Transcribe exactly the line that contains "Target: toad's hind leg" and each line that comes after it in the material, the last line included, and nothing more.

....................

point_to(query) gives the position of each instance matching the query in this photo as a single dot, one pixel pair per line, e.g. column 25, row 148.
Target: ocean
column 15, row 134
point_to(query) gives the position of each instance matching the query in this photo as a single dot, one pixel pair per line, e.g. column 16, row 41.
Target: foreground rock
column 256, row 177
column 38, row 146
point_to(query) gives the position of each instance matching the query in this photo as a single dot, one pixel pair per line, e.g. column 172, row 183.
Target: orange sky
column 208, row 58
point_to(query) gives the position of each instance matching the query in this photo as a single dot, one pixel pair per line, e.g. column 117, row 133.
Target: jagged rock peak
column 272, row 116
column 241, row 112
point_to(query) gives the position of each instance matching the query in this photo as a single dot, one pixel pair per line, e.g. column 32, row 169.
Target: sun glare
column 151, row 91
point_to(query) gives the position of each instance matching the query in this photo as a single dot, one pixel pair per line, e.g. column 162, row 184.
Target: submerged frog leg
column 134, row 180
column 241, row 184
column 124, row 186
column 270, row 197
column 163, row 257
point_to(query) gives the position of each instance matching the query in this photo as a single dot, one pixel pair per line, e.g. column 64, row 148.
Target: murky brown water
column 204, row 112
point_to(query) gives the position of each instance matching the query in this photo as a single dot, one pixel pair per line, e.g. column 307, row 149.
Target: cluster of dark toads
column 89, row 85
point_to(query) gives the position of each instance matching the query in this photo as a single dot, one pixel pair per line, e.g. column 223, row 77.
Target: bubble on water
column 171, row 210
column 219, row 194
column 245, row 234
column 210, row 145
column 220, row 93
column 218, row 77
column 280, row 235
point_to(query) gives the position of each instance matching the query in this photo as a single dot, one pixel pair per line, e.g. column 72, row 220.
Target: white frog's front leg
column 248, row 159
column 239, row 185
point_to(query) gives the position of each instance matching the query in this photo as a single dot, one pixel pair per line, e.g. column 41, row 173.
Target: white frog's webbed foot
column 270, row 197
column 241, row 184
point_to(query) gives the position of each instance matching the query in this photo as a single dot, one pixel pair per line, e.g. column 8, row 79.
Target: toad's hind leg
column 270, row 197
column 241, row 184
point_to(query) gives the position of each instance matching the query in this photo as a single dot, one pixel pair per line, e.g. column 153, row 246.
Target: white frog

....................

Response to this exercise:
Target: toad's hind leg
column 270, row 197
column 241, row 184
point_to(query) gives the position of each instance matching the query in this photo as a single dot, one pixel pair per line, e.g. column 153, row 246.
Target: white frog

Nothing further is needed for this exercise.